Prosegui il testo sul film «Il senso di Smilla per la neve» a partire dal punto in cui si interrompe.

*TESTO DI PARTENZA*
_ _ _ _

Il
senso di Smilla per la neve, film del 1997 nato da una co-produzione
tedesco-danese-svedese in collaborazione con la Greenland Film
Production, è liberamente ispirato all’omonimo romanzo dello
scrittore danese Peter Høeg. Come spesso accade, il film non rende
merito al libro: lo sintetizza e semplifica oltre misura, lo rende
cinematograficamente attraente ma filologicamente scialbo, lo svuota
di ogni riferimento al mondo groenlandese dei due protagonisti.

_ _ _ _

*VOCI DEL DATASET*
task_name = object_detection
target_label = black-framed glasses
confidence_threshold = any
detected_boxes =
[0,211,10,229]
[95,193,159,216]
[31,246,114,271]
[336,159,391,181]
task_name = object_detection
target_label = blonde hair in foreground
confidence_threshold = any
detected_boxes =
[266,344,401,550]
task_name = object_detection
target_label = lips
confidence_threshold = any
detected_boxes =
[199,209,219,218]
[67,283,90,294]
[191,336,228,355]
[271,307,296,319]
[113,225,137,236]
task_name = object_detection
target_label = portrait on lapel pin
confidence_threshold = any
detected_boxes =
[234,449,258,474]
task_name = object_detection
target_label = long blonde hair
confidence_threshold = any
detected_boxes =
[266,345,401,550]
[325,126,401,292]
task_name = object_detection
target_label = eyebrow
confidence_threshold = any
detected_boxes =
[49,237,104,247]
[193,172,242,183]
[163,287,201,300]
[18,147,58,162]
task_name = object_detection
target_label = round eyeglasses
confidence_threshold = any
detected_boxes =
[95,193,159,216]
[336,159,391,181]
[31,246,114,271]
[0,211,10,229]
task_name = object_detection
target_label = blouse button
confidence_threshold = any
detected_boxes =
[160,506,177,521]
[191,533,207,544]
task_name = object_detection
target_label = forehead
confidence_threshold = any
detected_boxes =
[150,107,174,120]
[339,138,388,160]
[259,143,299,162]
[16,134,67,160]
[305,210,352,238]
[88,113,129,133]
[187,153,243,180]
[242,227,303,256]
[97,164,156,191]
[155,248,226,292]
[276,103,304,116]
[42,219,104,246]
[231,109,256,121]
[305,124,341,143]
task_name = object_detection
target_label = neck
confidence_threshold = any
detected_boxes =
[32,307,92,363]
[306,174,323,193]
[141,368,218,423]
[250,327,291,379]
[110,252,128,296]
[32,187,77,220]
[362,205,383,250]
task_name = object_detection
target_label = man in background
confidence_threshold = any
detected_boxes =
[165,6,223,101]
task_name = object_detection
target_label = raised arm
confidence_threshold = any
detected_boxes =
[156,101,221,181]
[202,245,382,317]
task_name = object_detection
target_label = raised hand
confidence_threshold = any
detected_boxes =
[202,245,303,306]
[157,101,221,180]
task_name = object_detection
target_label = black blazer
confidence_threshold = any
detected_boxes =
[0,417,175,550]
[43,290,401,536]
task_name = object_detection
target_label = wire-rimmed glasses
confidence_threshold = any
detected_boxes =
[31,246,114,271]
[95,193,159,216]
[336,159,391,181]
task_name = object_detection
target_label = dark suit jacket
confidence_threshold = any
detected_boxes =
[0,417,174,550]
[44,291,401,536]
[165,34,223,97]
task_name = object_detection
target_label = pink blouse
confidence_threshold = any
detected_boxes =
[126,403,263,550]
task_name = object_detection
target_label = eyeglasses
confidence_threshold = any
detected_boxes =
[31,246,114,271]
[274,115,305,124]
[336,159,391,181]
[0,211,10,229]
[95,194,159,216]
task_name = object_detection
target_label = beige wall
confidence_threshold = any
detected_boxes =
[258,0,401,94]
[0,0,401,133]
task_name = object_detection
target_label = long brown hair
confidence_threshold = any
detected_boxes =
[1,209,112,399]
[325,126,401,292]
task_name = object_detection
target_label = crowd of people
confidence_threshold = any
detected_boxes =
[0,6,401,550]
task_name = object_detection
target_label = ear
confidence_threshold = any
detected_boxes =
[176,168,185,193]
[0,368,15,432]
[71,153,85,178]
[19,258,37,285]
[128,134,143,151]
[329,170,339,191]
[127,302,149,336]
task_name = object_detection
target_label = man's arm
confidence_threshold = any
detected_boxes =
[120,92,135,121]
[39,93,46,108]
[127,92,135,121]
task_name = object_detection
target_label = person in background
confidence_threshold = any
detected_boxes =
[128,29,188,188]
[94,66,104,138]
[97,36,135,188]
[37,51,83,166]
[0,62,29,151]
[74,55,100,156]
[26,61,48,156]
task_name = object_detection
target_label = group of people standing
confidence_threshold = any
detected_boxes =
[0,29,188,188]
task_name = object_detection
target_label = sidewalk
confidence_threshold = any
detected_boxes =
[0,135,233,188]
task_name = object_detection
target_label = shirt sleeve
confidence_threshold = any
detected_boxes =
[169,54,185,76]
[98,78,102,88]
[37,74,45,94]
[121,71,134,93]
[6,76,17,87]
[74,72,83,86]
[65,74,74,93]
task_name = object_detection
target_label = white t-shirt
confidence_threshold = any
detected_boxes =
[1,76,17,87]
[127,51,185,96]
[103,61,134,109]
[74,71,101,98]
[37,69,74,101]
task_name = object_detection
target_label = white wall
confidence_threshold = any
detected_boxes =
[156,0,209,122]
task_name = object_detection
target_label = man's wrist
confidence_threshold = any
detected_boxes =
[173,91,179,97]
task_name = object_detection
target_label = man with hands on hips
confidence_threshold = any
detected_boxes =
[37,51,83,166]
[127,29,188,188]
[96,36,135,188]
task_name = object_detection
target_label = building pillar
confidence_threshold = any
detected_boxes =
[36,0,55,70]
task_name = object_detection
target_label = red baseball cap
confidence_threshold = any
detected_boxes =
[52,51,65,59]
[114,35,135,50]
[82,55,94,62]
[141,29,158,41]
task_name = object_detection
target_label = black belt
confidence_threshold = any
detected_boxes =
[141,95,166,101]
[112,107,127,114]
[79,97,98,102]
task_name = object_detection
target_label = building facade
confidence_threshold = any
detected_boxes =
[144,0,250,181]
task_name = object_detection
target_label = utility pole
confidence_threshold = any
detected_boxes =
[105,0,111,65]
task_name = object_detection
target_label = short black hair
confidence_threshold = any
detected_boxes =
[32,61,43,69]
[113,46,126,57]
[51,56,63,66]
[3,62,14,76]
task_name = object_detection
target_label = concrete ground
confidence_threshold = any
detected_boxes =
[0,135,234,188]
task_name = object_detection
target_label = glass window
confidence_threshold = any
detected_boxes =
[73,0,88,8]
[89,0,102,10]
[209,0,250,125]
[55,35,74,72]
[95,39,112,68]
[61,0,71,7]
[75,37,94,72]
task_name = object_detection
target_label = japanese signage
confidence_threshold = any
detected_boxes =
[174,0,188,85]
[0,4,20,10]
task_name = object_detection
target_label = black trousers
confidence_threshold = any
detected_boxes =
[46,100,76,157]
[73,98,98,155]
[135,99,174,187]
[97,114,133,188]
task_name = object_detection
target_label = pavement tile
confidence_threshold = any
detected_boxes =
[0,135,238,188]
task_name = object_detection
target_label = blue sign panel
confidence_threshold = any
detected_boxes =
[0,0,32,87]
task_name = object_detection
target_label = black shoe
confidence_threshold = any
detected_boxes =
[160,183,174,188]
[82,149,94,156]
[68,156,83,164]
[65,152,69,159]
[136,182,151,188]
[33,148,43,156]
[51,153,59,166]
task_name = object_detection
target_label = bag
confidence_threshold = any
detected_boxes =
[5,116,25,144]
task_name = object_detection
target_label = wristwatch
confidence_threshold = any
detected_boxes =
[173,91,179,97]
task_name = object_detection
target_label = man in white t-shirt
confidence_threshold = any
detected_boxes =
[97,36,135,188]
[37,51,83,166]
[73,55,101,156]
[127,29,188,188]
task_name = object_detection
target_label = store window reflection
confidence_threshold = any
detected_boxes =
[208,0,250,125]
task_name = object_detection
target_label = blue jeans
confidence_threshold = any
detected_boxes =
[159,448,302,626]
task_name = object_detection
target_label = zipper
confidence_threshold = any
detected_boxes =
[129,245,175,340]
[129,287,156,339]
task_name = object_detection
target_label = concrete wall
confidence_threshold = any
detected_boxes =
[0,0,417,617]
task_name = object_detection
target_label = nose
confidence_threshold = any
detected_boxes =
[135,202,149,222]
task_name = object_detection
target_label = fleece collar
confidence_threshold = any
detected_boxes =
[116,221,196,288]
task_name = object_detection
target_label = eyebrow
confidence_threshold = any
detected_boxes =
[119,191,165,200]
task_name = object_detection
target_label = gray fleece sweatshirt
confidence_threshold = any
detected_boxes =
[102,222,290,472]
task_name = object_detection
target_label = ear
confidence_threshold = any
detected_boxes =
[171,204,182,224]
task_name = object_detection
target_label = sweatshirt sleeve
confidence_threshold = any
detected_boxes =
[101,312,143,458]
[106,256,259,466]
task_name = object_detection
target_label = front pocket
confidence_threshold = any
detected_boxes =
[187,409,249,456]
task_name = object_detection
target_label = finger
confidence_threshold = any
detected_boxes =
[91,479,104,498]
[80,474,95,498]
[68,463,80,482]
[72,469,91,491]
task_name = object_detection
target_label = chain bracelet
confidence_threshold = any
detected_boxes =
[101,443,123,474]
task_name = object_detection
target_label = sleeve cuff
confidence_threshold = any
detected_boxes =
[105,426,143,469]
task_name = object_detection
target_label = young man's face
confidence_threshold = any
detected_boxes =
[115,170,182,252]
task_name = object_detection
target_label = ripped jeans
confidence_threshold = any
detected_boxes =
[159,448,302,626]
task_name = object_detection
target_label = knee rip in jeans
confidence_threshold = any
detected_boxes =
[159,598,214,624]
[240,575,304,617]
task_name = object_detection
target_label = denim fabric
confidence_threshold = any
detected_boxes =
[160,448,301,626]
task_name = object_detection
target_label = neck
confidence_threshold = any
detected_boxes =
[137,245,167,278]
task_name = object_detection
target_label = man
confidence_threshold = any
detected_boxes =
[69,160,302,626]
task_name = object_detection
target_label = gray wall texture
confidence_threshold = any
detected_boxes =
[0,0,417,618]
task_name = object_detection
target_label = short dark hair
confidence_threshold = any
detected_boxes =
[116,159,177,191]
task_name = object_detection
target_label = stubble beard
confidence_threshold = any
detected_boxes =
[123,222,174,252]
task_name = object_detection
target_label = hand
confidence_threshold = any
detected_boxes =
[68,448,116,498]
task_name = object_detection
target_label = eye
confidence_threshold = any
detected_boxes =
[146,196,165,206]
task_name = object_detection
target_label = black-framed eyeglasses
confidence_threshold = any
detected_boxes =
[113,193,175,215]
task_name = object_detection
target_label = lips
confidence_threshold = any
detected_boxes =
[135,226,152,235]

_ _ _ _

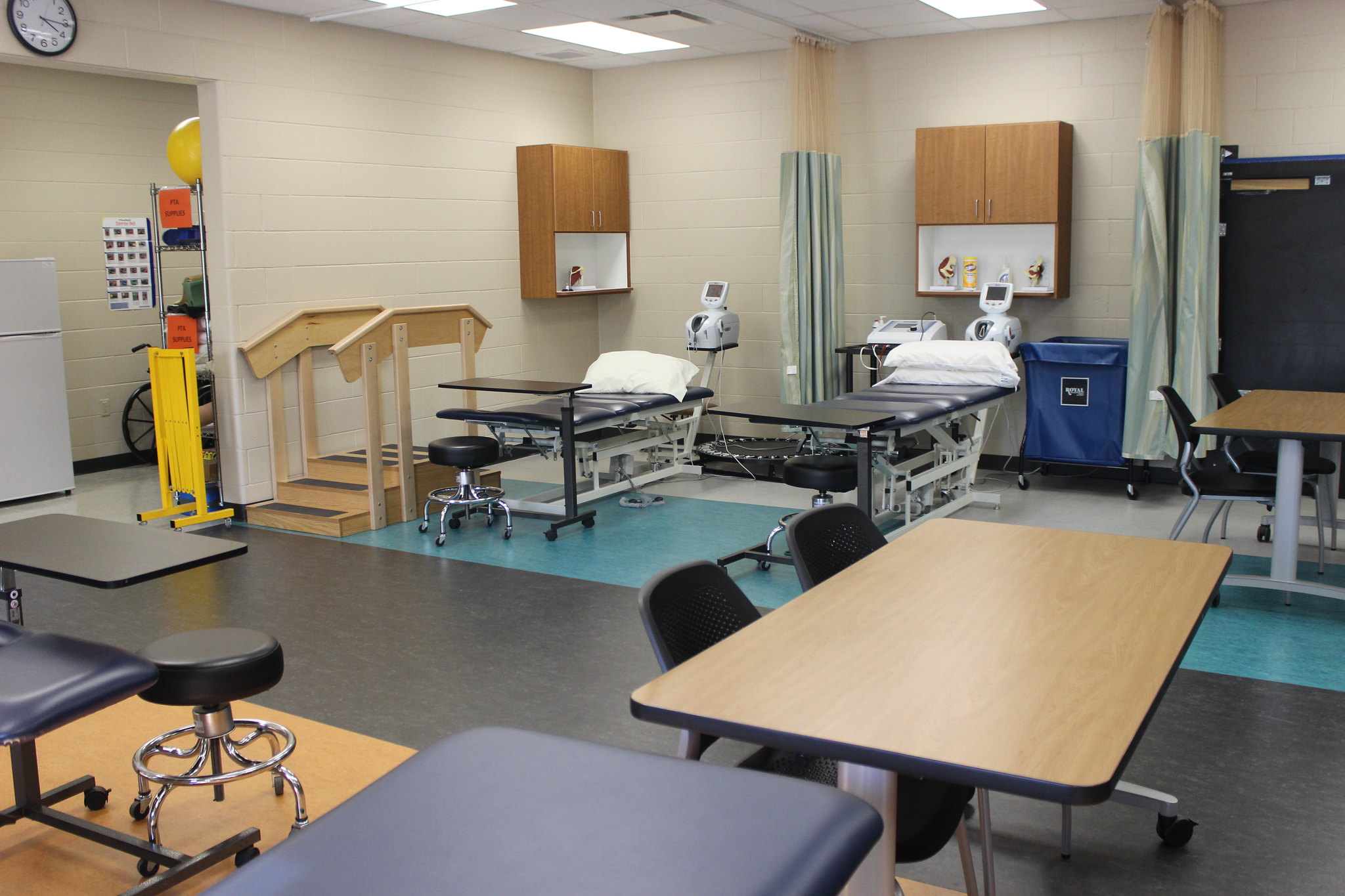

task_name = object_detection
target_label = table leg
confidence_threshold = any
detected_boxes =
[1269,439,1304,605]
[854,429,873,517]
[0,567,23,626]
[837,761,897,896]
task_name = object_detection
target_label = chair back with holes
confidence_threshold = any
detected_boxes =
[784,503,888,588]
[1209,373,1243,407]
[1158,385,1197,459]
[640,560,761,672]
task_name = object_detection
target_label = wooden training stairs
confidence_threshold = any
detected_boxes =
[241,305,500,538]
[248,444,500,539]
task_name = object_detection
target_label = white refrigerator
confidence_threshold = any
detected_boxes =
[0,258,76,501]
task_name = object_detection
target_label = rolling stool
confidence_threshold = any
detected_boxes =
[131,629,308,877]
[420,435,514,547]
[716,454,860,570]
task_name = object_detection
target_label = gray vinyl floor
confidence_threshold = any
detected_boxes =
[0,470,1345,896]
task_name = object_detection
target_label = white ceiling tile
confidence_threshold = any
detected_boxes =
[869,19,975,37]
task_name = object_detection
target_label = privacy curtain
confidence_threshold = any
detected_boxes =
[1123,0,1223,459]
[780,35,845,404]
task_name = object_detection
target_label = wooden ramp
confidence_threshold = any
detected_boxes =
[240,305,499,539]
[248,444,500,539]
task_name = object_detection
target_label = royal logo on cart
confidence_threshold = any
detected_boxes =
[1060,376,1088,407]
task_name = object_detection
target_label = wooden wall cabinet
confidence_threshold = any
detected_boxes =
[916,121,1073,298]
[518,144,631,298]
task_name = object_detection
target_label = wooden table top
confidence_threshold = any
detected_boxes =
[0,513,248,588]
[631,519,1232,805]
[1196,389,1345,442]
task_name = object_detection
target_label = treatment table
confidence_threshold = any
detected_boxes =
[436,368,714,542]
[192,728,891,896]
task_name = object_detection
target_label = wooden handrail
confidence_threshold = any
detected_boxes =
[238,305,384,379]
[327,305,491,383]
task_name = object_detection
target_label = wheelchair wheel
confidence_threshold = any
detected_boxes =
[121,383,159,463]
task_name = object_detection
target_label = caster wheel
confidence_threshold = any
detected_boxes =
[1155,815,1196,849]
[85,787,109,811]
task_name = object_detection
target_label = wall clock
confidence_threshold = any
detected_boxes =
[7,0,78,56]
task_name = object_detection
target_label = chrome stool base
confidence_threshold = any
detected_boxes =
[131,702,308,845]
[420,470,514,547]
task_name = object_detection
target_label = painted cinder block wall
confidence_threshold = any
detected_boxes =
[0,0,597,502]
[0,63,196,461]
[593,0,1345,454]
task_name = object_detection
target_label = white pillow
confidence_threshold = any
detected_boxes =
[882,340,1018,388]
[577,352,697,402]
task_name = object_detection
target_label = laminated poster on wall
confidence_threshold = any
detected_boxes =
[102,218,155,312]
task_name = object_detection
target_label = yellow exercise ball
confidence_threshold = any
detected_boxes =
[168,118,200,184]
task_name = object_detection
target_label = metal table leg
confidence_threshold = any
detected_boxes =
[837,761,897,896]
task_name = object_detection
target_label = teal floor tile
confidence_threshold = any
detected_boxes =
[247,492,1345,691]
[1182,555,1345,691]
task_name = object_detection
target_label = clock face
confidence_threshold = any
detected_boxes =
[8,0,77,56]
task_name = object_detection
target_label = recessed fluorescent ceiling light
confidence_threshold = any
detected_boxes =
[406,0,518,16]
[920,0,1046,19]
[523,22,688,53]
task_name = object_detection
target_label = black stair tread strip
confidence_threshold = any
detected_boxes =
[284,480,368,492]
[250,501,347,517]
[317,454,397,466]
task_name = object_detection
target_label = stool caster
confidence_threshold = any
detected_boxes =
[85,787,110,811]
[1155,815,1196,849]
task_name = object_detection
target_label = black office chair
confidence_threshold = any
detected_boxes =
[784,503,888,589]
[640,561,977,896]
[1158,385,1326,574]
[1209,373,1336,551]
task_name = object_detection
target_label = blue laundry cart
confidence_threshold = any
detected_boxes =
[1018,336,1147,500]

_ _ _ _

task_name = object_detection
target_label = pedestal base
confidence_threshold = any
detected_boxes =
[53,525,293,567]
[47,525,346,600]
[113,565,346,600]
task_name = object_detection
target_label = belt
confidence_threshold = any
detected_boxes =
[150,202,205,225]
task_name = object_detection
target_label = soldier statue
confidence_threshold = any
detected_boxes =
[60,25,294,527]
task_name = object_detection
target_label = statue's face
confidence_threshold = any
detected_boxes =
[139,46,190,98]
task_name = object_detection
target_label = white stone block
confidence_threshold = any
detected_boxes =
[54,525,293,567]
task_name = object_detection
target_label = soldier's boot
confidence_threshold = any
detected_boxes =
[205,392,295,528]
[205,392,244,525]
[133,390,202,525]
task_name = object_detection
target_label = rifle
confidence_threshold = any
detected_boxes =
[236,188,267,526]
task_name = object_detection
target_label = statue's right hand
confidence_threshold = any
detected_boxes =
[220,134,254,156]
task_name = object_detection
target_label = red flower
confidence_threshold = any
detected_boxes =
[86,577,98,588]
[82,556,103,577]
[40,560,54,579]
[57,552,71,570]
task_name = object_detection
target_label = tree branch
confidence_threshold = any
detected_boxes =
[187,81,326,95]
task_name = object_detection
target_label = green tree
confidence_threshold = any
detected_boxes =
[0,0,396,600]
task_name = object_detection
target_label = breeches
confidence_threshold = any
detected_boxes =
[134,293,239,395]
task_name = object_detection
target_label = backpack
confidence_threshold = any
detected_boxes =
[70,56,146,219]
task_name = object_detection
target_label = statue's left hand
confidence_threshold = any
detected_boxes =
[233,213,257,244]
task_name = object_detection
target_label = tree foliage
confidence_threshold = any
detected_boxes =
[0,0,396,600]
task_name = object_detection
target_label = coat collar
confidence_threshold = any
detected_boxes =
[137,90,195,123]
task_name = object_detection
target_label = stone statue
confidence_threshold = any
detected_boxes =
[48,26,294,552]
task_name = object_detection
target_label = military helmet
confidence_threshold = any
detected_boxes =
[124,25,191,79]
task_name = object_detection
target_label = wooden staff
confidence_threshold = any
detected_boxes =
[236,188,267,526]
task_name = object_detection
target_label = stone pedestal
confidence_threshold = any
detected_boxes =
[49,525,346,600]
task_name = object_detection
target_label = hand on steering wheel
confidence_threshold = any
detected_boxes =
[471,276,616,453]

_ _ _ _

*RISPOSTA ALL'ESERCIZIO*
Come nel libro, anche nel film la bella e scontrosa Smilla cerca di
scoprire le ragioni della misteriosa morte del suo piccola amico
Esajas, precipitato da un tetto pur avendo il terrore dell’altezza;
come nel libro, anche nel film, la solitudine di Smilla si fonde con
quella del suo vicino di casa, anche lui coinvolto nell’intrigo
internazionale che ha provocato la morte del bambino; come nel
libro, anche nel film, le intuizioni di Smilla l’aiuteranno a
svelare i misteri che avvolgono le spedizioni scientifiche degli
ultimi decenni in Groenlandia.
Ma nel film la trama pur ricca di personaggi forti e complessi
sembra appiattirsi sulla improbabile storia d’amore tra Smilla ed
“il meccanico” e tutti i racconti di Smilla sugli Inuit, sulle sue
abitudini di bambina eschimese, sui suoi giochi sulla neve, sul suo
straordinario senso di orientamento tra i ghiacci sembrano cedere il
passo agli effetti speciali.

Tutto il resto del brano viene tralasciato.